Request: Edit the records below so that each "tactical-board tool" becomes "match-planning tool", and leave everything else unchanged.

Stored dataset items
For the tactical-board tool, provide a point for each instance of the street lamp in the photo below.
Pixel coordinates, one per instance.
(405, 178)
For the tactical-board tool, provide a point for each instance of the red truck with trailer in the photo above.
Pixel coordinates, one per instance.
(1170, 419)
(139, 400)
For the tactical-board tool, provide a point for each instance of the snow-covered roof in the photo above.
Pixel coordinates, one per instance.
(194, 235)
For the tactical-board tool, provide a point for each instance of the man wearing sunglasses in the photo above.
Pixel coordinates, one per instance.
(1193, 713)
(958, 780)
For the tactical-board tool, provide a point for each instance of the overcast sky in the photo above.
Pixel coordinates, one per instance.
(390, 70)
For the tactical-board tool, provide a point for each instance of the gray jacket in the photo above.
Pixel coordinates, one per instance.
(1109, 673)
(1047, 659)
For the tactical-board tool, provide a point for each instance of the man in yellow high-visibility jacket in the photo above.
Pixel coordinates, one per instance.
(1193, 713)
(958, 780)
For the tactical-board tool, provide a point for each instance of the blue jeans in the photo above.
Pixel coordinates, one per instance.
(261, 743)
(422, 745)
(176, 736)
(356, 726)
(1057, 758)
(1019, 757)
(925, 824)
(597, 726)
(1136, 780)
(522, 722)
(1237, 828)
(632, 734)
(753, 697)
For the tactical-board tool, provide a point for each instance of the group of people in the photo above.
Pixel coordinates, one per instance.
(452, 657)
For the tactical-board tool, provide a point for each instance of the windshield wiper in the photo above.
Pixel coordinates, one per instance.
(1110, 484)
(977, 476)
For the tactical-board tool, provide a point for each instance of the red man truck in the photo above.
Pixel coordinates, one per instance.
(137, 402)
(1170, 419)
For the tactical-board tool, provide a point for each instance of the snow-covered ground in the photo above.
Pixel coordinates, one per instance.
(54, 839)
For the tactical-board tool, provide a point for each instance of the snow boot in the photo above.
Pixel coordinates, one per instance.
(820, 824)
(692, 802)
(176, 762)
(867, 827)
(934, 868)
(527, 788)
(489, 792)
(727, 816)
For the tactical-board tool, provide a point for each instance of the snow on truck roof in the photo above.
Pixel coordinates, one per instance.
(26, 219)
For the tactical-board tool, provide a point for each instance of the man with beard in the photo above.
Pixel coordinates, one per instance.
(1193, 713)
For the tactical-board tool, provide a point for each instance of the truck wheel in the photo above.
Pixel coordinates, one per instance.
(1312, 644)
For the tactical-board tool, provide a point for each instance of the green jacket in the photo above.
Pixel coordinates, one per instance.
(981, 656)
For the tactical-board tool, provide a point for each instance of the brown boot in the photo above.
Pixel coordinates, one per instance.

Complete response:
For the match-planning tool, provide a point for each instance of the street lamp in the photo below.
Pixel coordinates, one per instance.
(405, 178)
For the match-planning tool, provide a point for each instance of the red truck with trailer in the photo above.
Pixel coordinates, one per instance.
(1170, 419)
(139, 400)
For the match-planning tool, provide a point for each instance of the snow-covered roof in the photo above.
Pixel coordinates, one per instance.
(194, 235)
For the match-planning tool, provide a point for each instance of the man wearing sunglasses in the photo above.
Pixel coordinates, one per instance.
(1193, 713)
(958, 780)
For the match-planning tool, provide a point for each instance of the overcast sky in the photo above.
Pixel coordinates, one per instance.
(390, 70)
For the match-planning tool, provide a point for each instance of the gray jacket in the photo above.
Pixel coordinates, one per instance.
(1109, 673)
(1047, 659)
For the match-planning tool, provide a point for each instance of the man in yellow high-visibility jacket in the photo above.
Pixel coordinates, one per instance.
(1193, 713)
(958, 780)
For the match-planning tool, provide a point for each instance of the blue jeans in the photo above.
Pixel coordinates, one per instance.
(261, 743)
(422, 745)
(176, 736)
(356, 726)
(1057, 758)
(1019, 757)
(925, 824)
(597, 726)
(1136, 780)
(522, 722)
(1237, 828)
(632, 734)
(753, 697)
For the match-planning tool, provide a point for each instance of the group of people in the photo above.
Pixel coordinates, one per instance.
(452, 657)
For the match-planning tool, provide a point for each instance of the windshield wiper in the photo above.
Pixel coordinates, one per instance.
(1110, 484)
(977, 476)
For the match-planning tool, provide a point for each instance of the red man truck in the photo above.
Pixel coordinates, one per instance.
(137, 402)
(1170, 419)
For the match-planning tool, provide a point for each instance of the snow-covered ground in the photo above.
Pixel coordinates, one per instance.
(54, 839)
For the match-planning tool, provide a point for each instance of the snow boot in the photo above.
Pixel coordinates, one per instance.
(820, 824)
(692, 802)
(176, 762)
(867, 827)
(934, 868)
(527, 788)
(489, 792)
(727, 816)
For the match-planning tool, provide a point for each instance of the snow on truck roof in the photo above.
Pixel coordinates, one per instance.
(26, 219)
For the match-planning tool, provide a point for each instance of the man with beard in the photo above.
Pixel coordinates, one per instance.
(1193, 713)
For the match-planning tool, provide a point for each instance of the truck wheel in the photo above.
Pixel coordinates, one per instance.
(1312, 644)
For the match-planning tool, provide a point for each instance of the green jacket in the photo above.
Pixel coordinates, one per instance.
(981, 656)
For the match-planning tool, provide a point for each instance of the brown boot in the photo above.
Pixel coordinates, one per instance.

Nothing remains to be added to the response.